Written problem:
Reproduce verbatim the portion of the stirrup-length thread that begins at the words "It looks like you're" and ends after the words "hole next time.".

Extract provided:
# Stirrup length......critique?



## ChingazMyBoy (Apr 16, 2009)

Hmm, it might be just me but they look slightly short? You've got a bent leg but it looks to bent to me. Although that just be me. Its early morning here and I've just gotten up.

Here is a correct posistion:


----------



## masatisan (Jan 12, 2009)

You have problems with your elbows because you have "puppy dog hands" fix your hands and your elbows and shoulders will follow.

It looks like you're shoving your heels down too far. The way to correct it would be to lengthen your stirrups one or even two holes and change the postion of your foot by pushing into the stirrup a little more with the ball of your foot. Be careful not to change your leg, as it is in those photographs, it is positioned correctly in the saddle and at a proper angle.


----------



## Snaffle (Nov 5, 2008)

thank you. I'll lengthen them a hole next time.
could the problem with my jumping ahead be that I'm jumping up and forward (out of the saddle) and causing my leg to slip back? I was studying other pictures of riders and it looks like they're jumping up and back (out of the saddle) and they're getting legs underneath themselves, flat backs and non-chicken wing arms.

Data segment:
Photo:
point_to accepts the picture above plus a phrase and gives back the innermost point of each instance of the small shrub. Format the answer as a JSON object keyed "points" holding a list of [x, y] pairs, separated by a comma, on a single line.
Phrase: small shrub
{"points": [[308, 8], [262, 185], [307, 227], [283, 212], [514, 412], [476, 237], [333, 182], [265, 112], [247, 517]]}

Exercise solution:
It looks like you're shoving your heels down too far. The way to correct it would be to lengthen your stirrups one or even two holes and change the postion of your foot by pushing into the stirrup a little more with the ball of your foot. Be careful not to change your leg, as it is in those photographs, it is positioned correctly in the saddle and at a proper angle.


----------



## Snaffle (Nov 5, 2008)

thank you. I'll lengthen them a hole next time.